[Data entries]
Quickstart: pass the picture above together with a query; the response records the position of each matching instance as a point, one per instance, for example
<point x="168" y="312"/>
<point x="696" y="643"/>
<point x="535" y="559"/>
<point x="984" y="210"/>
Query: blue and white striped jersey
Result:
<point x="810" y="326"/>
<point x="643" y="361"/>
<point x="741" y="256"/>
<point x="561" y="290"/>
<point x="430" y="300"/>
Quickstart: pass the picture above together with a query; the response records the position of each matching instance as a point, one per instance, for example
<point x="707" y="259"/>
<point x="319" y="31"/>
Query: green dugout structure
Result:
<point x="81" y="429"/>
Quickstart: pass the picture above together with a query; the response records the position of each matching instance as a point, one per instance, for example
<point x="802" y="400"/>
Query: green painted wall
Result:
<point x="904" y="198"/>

- Work to do: Convert every line of the data above into a JSON list of strings, one string per line, leaving out any blank lines.

- Output for this exercise:
[
  "Quickstart: pass the picture above together with a query; the response records the position of each matching instance as a point, one per instance, for example",
  "<point x=\"168\" y=\"312\"/>",
  "<point x=\"696\" y=\"643\"/>",
  "<point x=\"535\" y=\"559\"/>",
  "<point x=\"984\" y=\"210\"/>",
  "Query: blue and white striped jersey",
  "Result:",
  "<point x=\"810\" y=\"326\"/>",
  "<point x=\"643\" y=\"361\"/>",
  "<point x=\"741\" y=\"256\"/>",
  "<point x=\"561\" y=\"290\"/>",
  "<point x=\"430\" y=\"300\"/>",
  "Quickstart: pass the picture above together with a query; the response records the position of each matching instance as a point, one per instance, for example",
  "<point x=\"707\" y=\"259\"/>",
  "<point x=\"319\" y=\"31\"/>",
  "Query: green dugout structure",
  "Result:",
  "<point x=\"81\" y=\"429\"/>",
  "Quickstart: pass the picture above together with a query; the response records the position of each matching instance as a point, one per instance, for example",
  "<point x=\"802\" y=\"400\"/>",
  "Query: green painted wall",
  "Result:",
  "<point x=\"904\" y=\"198\"/>"
]